_INSTRUCTIONS TO FOLLOW_
Print every record exactly, omitting all pictures.
----
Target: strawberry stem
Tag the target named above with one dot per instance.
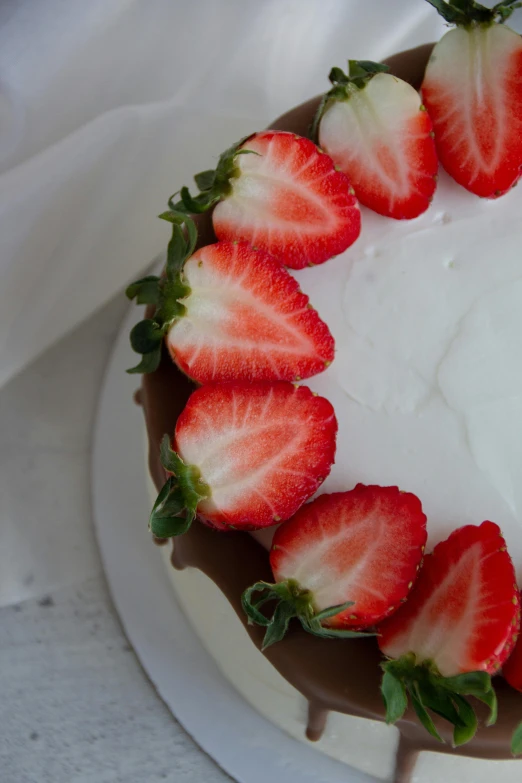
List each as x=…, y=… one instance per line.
x=429, y=691
x=516, y=741
x=213, y=185
x=344, y=85
x=466, y=13
x=165, y=292
x=176, y=505
x=291, y=601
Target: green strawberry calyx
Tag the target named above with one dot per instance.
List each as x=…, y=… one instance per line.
x=468, y=13
x=176, y=505
x=166, y=293
x=291, y=600
x=344, y=85
x=428, y=691
x=213, y=185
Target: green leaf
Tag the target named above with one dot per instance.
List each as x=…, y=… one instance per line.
x=146, y=290
x=490, y=699
x=332, y=633
x=149, y=363
x=449, y=13
x=164, y=521
x=252, y=605
x=437, y=700
x=146, y=336
x=205, y=179
x=516, y=741
x=477, y=684
x=421, y=712
x=198, y=204
x=465, y=12
x=169, y=459
x=176, y=252
x=395, y=698
x=468, y=722
x=325, y=614
x=364, y=69
x=173, y=216
x=190, y=484
x=278, y=626
x=469, y=683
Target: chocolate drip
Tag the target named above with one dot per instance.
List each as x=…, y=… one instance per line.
x=317, y=717
x=342, y=675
----
_RESPONSE TO THE TASK_
Target: strawberry stem
Tag the target named above with one dot per instance.
List each as x=…, y=… one instance per line.
x=429, y=691
x=516, y=741
x=213, y=185
x=344, y=85
x=466, y=13
x=165, y=292
x=176, y=505
x=291, y=601
Target: green strawberry calyx
Tag the target named above with one dot per instance.
List each as x=…, y=… one instance per line.
x=468, y=13
x=176, y=505
x=166, y=293
x=291, y=600
x=344, y=85
x=428, y=691
x=213, y=185
Target: green leaf
Tag the target named above with one dot per instance.
List each as x=…, y=… one instance per line.
x=146, y=290
x=490, y=699
x=332, y=633
x=149, y=363
x=449, y=13
x=164, y=521
x=252, y=605
x=437, y=700
x=146, y=336
x=205, y=179
x=516, y=741
x=477, y=684
x=421, y=712
x=198, y=204
x=465, y=12
x=169, y=459
x=176, y=252
x=395, y=698
x=468, y=722
x=325, y=614
x=364, y=69
x=173, y=216
x=190, y=484
x=278, y=626
x=469, y=683
Target: chocolate drip
Tag the target named above with one dot per instance.
List each as x=…, y=… one instance per line.
x=317, y=717
x=342, y=675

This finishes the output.